Dwork's proof of rationality

Chapter 11 Dwork's proof of rationality

Original lecture date: November 4, 2019.

In this lecture, we discuss Dwork's proof of rationality of the zeta function for varieties over finite fields. Dwork's proof does not itself use a finite-dimensional cohomology theory on \(X\text{,}\) but it did inspire the construction of \(p\)-adic Weil cohomology which we will see later.

Readings 11.0.1.

The original paper of Dwork is [39]. An updated presentation of the proof was given by Koblitz [80].

Section 11.1

Theorem 11.1.1. Dwork, 1958.

For any scheme \(X\) of finite type over \(\FF_q\text{,}\) \(Z(X,T)\) represents a rational function of \(T\text{.}\)

The proof involves three key components.

Some initial reduction steps to put the problem in a more convenient form.
An extension of a theorem of Borel on power series.
Use of \(p\)-adic analysis to check the hypothesis of Borel's theorem.

We start with the reduction steps. Recall that if \(X\) splits as a disjoint union of an open subscheme \(U\) and a closed subscheme \(S\text{,}\) then

\begin{equation*} Z(X,T) = Z(U,T) Z(S,T). \end{equation*}

Similarly, if \(X\) is a union of two closed subschemes \(X_1\) and \(X_2\text{,}\) then

\begin{equation*} Z(X,T) = \frac{Z(X_1, T) Z(X_2, T)}{Z(X_1 \cap X_2, T)}. \end{equation*}

Using this logic (and induction on dimension), we may reduce to the case where \(X\) is affine and irreducible; in fact, we can assume that \(X\) is contained not just in an affine space \(\AAA^n\text{,}\) but in a torus \(\GG_m^n\text{.}\)

We can even take this a bit further. Write \(X\) as the subscheme of \(\GG_m^n\) cut out by some Laurent polynomials \((P_1,\dots,P_n)\text{.}\) Suppose that we know the rationality for the hypersurface cut out by any single (but not necessarily irreducible) Laurent polynomial; we may then deduce the same conclusion for an intersection of \(k\) such hypersurfaces by induction on \(k\text{.}\) That is, we may assume from now on that \(X\) is the zero locus of a (not necessarily irreducible) Laurent polynomial \(P \in k[x_1^{\pm},\dots,x_n^{\pm}]\) in a torus \(\GG_m^n\text{.}\)

We next turn to the Borel–Dwork theorem. It is motivated by a simple observation.

Lemma 11.1.2.

Let \(f(T)=\sum_{n=0}^\infty a_nT^n\in \ZZ\llbracket T \rrbracket\) be a power series which over \(\CC\) has radius of convergence strictly greater than 1. Then \(f(T) \in \ZZ[T]\text{.}\)

--- DATA RECORDS ---
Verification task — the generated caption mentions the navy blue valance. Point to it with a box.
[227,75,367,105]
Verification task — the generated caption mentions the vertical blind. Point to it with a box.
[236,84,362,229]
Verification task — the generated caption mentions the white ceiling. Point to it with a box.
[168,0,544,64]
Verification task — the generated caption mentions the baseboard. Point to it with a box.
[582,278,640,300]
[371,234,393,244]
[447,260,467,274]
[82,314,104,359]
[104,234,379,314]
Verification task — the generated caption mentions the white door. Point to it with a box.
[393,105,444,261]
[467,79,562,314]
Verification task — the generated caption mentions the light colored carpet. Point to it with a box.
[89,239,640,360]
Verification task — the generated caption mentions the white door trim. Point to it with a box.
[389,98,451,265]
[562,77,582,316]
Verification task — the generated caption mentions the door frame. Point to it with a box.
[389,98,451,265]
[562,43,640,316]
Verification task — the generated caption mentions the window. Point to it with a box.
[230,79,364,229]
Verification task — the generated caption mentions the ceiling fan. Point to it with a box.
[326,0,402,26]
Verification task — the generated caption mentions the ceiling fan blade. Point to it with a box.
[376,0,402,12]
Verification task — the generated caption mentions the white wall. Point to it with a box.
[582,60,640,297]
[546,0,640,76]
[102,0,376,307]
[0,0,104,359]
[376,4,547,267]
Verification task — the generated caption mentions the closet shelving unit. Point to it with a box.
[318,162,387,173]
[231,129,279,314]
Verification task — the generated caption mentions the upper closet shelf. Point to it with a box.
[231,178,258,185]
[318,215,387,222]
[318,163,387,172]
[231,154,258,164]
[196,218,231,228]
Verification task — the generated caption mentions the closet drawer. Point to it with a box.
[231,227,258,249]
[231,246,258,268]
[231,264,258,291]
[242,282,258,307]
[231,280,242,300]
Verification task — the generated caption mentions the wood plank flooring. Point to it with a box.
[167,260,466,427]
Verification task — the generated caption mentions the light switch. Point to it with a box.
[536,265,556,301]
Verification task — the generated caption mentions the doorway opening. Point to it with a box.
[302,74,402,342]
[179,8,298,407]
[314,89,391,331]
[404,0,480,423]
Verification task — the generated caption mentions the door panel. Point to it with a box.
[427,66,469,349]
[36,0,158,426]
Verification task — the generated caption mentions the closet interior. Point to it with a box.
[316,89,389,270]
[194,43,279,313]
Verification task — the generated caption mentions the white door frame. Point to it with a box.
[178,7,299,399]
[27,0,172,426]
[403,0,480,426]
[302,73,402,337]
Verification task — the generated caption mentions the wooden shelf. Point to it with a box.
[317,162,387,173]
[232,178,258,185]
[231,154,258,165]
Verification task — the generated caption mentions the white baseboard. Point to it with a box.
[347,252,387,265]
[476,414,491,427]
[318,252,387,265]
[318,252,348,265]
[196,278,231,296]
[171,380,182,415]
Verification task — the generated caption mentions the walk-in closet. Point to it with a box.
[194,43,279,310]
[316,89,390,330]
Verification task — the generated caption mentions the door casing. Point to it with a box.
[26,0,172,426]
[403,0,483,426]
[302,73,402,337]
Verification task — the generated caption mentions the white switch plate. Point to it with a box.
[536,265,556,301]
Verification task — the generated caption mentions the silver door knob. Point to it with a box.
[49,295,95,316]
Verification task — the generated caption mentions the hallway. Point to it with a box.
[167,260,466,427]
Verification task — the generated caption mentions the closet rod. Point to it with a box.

--- SHORT EXERCISE ---
Reproduce everything in the Dwork's proof lecture from "Theorem 11.1.1. Dwork, 1958." down to "of Borel's theorem.".

--- TASK OUTPUT ---
Theorem 11.1.1. Dwork, 1958.

For any scheme \(X\) of finite type over \(\FF_q\text{,}\) \(Z(X,T)\) represents a rational function of \(T\text{.}\)

The proof involves three key components.

Some initial reduction steps to put the problem in a more convenient form.
An extension of a theorem of Borel on power series.
Use of \(p\)-adic analysis to check the hypothesis of Borel's theorem.